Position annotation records
************

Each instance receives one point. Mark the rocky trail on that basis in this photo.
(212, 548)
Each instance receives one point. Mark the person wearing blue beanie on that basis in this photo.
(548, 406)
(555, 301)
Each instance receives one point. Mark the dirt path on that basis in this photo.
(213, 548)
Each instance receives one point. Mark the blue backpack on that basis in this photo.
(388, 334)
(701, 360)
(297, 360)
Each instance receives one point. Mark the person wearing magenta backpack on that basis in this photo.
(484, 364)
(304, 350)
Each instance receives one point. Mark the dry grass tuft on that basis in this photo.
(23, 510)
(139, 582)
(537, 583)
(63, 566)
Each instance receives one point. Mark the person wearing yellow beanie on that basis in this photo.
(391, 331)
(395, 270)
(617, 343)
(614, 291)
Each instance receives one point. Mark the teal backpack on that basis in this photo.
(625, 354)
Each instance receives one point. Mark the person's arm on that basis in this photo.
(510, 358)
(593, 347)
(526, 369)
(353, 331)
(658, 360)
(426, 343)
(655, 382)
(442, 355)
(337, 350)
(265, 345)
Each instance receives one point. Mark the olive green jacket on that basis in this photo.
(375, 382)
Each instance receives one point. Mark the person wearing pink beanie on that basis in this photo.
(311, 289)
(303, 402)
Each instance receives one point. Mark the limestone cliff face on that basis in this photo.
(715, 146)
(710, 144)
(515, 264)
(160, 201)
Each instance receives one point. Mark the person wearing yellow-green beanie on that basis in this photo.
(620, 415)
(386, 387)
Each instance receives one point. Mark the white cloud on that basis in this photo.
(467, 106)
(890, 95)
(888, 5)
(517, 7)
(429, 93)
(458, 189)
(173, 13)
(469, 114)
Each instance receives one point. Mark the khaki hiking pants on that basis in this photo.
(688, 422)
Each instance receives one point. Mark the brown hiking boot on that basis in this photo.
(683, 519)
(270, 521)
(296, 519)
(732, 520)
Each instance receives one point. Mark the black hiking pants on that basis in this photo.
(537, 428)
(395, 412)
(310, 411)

************

__What to produce__. Print, word for word, the lines of the listing above from the line containing "Each instance receives one point. Mark the khaki" through the end of the listing.

__Output for this task__.
Each instance receives one point. Mark the khaki hiking pants on that basis in this photo.
(688, 422)
Each instance receives one point. Mark the brown hiking boot on that basis in this photo.
(683, 519)
(270, 521)
(296, 519)
(732, 520)
Each instance receives one point. Mark the black hiking pants on that basis in this photo.
(537, 428)
(395, 412)
(310, 411)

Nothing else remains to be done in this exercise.